Skagen toast for Midsommar

When I lived in Scotland, the winters were challenging dark and cold. I realised there how fantastic the first feeling is of days getting longer and the sun building up her summer strength.  That is why Midsommar is such an important date in the Swedish calendar. It's on my bucket list to once experience the midnight sun on the longest day of the year. I heard stories of how eerie and almost magical it feels.

My Midsommar feeling this year comes from a traditional recipe from Swedish cuisine. It involves toast, can't go wrong with toast isn't it?

Skagen toast was created in the fifties by a Swedish chef, Tore Wretman The name Skagen refers to a northern Danish fishing port and the combination dill and prawns is quintessential Swedish. The lemon juice and zeste give a nice freshness to the recipe. An easy starter for summer evenings. 

Want to know more about Swedish Midsommar traditions? Listen to the Olive Magazine podcast this week. 


bread slices you can toast
150 gr cooked and peeled prawns
100 gr mayonnaise
100 gr sour cream
small red onion
fresh dill leaves (leave some to decorate)

◆ **PARTS OF THE EXERCISE**:
1) In the Skagen toast text, starting with "My Midsommar feeling" and going on through "for summer evenings.", rename "prawns" to "shrimp" and write that stretch out again.
2) Please gather every line of the records that contains the string "roof".

Raw records
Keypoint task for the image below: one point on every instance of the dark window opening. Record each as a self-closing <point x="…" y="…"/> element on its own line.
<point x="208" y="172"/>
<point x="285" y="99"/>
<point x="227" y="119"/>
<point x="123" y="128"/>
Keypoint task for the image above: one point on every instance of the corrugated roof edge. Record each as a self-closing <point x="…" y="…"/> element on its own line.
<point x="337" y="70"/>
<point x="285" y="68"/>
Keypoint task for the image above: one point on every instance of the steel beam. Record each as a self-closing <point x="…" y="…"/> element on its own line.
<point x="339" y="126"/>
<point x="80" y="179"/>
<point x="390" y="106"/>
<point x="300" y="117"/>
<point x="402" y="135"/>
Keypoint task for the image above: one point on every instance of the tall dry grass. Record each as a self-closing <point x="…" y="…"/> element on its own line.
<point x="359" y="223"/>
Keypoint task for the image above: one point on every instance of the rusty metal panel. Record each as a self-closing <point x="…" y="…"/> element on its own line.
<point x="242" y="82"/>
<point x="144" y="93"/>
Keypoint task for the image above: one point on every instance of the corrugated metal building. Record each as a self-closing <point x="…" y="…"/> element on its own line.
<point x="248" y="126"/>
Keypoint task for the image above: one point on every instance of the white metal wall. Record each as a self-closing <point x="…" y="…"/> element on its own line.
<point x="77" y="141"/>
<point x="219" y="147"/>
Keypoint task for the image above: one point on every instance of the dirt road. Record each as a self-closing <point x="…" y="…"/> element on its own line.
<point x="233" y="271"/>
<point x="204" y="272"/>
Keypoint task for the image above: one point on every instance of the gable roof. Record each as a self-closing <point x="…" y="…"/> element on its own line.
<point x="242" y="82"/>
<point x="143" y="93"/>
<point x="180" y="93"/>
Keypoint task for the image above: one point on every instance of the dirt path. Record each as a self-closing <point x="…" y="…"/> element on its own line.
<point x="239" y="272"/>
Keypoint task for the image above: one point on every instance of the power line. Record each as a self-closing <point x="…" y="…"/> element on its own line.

◆ **THE ANSWERS**:
1)
My Midsommar feeling this year comes from a traditional recipe from Swedish cuisine. It involves toast, can't go wrong with toast isn't it?

Skagen toast was created in the fifties by a Swedish chef, Tore Wretman The name Skagen refers to a northern Danish fishing port and the combination dill and shrimp is quintessential Swedish. The lemon juice and zeste give a nice freshness to the recipe. An easy starter for summer evenings.

2)
Keypoint task for the image above: one point on every instance of the corrugated roof edge. Record each as a self-closing <point x="…" y="…"/> element on its own line.
Keypoint task for the image above: one point on every instance of the gable roof. Record each as a self-closing <point x="…" y="…"/> element on its own line.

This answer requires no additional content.